▶ [Qué hacer] Copia línea por línea todos los registros que siguen, sin alterar ningún carácter.

▶ [Extracto de datos]
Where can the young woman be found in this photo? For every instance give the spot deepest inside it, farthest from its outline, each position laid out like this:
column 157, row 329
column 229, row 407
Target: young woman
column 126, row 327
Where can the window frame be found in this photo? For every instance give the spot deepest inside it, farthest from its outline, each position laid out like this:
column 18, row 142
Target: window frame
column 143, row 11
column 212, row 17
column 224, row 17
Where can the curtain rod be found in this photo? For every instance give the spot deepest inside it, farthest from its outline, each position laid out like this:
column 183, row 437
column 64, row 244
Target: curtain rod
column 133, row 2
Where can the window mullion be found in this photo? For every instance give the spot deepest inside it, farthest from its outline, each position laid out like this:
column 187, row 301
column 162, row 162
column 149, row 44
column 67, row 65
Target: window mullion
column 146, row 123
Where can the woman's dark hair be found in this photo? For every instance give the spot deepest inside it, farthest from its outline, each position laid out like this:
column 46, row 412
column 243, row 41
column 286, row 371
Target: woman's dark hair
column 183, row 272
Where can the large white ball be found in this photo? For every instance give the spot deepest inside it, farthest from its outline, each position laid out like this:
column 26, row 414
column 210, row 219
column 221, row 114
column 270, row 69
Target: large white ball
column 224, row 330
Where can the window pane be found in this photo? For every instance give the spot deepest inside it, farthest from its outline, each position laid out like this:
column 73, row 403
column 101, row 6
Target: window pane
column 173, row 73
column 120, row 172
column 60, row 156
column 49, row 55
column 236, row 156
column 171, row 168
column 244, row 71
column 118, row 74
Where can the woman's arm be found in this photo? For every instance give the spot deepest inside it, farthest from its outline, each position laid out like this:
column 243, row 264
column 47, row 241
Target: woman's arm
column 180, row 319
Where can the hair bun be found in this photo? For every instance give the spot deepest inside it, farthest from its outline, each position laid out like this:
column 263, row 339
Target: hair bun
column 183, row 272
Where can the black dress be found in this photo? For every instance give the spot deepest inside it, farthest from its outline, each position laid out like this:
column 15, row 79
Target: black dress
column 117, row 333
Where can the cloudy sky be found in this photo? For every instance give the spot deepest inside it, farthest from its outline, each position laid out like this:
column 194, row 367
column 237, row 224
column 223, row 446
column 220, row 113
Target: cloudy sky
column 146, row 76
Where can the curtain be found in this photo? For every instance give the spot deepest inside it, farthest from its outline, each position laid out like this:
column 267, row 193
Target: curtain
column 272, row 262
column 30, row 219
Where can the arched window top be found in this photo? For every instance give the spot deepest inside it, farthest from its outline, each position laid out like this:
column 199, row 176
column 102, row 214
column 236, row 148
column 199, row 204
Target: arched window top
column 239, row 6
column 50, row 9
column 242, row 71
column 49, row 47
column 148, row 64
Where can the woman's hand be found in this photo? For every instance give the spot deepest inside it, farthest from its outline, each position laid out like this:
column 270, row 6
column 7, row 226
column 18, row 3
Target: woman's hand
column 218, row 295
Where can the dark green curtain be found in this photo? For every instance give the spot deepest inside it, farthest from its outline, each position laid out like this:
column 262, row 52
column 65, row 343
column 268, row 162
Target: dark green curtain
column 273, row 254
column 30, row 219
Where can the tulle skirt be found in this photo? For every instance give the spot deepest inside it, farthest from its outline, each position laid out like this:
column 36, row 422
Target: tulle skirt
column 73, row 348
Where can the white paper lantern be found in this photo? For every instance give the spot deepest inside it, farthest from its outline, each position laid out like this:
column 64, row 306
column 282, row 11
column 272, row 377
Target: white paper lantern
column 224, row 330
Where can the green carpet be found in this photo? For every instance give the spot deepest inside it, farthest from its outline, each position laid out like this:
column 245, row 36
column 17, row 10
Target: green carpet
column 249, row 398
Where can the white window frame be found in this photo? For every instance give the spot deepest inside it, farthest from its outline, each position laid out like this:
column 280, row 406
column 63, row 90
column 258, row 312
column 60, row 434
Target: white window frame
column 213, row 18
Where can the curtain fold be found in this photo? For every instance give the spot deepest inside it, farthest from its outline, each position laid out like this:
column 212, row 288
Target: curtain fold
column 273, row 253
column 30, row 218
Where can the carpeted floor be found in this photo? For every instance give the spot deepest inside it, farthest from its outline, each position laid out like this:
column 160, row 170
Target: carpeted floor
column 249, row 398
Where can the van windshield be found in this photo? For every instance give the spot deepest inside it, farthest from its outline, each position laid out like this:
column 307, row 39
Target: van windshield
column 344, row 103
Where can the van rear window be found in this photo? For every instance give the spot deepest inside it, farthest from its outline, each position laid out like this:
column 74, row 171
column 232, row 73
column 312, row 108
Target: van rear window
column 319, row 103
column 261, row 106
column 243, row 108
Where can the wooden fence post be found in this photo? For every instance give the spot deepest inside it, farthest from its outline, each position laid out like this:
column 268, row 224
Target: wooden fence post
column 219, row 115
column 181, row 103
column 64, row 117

▶ [Resolución]
Where can the young woman be found in this photo? For every instance give the spot deepest inside it, farthest from its outline, each position laid out like this:
column 157, row 329
column 229, row 407
Target: young woman
column 126, row 327
Where can the window frame be found in this photo? For every instance give the spot deepest inside it, farthest from its outline, each position laid out like this:
column 18, row 142
Target: window frame
column 143, row 11
column 212, row 17
column 224, row 17
Where can the curtain rod be found in this photo? For every instance give the spot deepest inside it, farthest from its outline, each position laid out like this:
column 183, row 437
column 64, row 244
Target: curtain rod
column 133, row 2
Where can the window mullion be found in this photo? For every instance give the spot deepest inside it, farthest from its outline, each position laid out like this:
column 187, row 301
column 162, row 162
column 149, row 44
column 67, row 65
Target: window mullion
column 146, row 123
Where can the woman's dark hair be found in this photo? For every instance give the spot deepest inside it, farthest from its outline, each position laid out like this:
column 46, row 412
column 243, row 41
column 286, row 371
Target: woman's dark hair
column 183, row 272
Where can the large white ball be found in this photo? For every instance give the spot deepest inside it, farthest from its outline, each position laid out like this:
column 26, row 414
column 210, row 219
column 221, row 114
column 270, row 69
Target: large white ball
column 224, row 330
Where can the window pane be found in this photo? For every instance give the spot deepest inside it, farthest from its outline, each position laid out like this:
column 73, row 403
column 101, row 6
Target: window pane
column 173, row 73
column 120, row 172
column 60, row 156
column 49, row 55
column 236, row 156
column 171, row 168
column 244, row 71
column 118, row 74
Where can the woman's arm be found in this photo? For every instance give the spot deepest inside it, farthest from its outline, each position laid out like this:
column 243, row 264
column 47, row 241
Target: woman's arm
column 180, row 319
Where can the hair bun be found in this photo? For every instance give the spot deepest inside it, farthest from its outline, each position laid out like this:
column 263, row 339
Target: hair bun
column 183, row 272
Where can the black dress be found in this photo? For every instance give the spot deepest inside it, farthest from its outline, each position laid out like this:
column 15, row 79
Target: black dress
column 117, row 333
Where can the cloudy sky be found in this photo? For every instance give the spot deepest inside it, farthest from its outline, each position laid out like this:
column 194, row 367
column 237, row 224
column 223, row 446
column 220, row 113
Target: cloudy sky
column 146, row 76
Where can the curtain be found in this photo? For every instance give the spot deepest inside it, farthest from its outline, each position laid out like this:
column 267, row 193
Target: curtain
column 272, row 262
column 30, row 219
Where can the arched window top be found in this photo? For every instance give the spot deepest inside it, farthest from its outline, each position laid out like this:
column 199, row 176
column 102, row 214
column 236, row 148
column 199, row 204
Target: arched window top
column 239, row 6
column 50, row 9
column 242, row 71
column 49, row 47
column 148, row 64
Where can the woman's hand be found in this photo? For every instance give the spot deepest inside it, farthest from its outline, each position laid out like this:
column 270, row 6
column 7, row 226
column 18, row 3
Target: woman's hand
column 218, row 295
Where can the dark green curtain be found in this photo? For every instance give the spot deepest inside it, farthest from its outline, each position laid out like this:
column 262, row 52
column 65, row 343
column 268, row 162
Target: dark green curtain
column 273, row 254
column 30, row 219
Where can the tulle skirt be found in this photo? For every instance give the spot deepest inside it, farthest from its outline, each position laid out like this:
column 36, row 422
Target: tulle skirt
column 73, row 348
Where can the white paper lantern be found in this photo? For every instance give the spot deepest inside it, farthest from its outline, each position laid out like this:
column 64, row 306
column 282, row 11
column 272, row 377
Target: white paper lantern
column 224, row 330
Where can the green carpet be found in this photo? For every instance give the spot deepest inside it, farthest from its outline, each position laid out like this:
column 245, row 36
column 17, row 10
Target: green carpet
column 249, row 398
Where can the white window frame be found in this photo? For every instance give the spot deepest inside it, farthest from its outline, each position laid out like this:
column 280, row 406
column 63, row 90
column 258, row 312
column 60, row 434
Target: white window frame
column 213, row 18
Where can the curtain fold be found in this photo? For every instance give the spot deepest inside it, farthest from its outline, each position laid out like this:
column 212, row 288
Target: curtain fold
column 273, row 253
column 30, row 218
Where can the carpeted floor be found in this photo? For every instance give the spot deepest inside it, farthest from its outline, each position laid out like this:
column 160, row 170
Target: carpeted floor
column 249, row 398
Where can the van windshield be found in this photo? For every instance give the spot deepest inside it, farthest from its outline, each position laid out like this:
column 307, row 39
Target: van windshield
column 344, row 103
Where can the van rear window be found in this photo? For every instance give the spot deepest inside it, farthest from its outline, each position laid out like this:
column 74, row 171
column 232, row 73
column 312, row 108
Target: van rear window
column 319, row 103
column 261, row 106
column 243, row 108
Where can the wooden fence post be found in this photo? For every instance give the spot deepest inside it, farthest from its outline, each position laid out like this:
column 268, row 224
Target: wooden fence post
column 219, row 115
column 181, row 103
column 64, row 117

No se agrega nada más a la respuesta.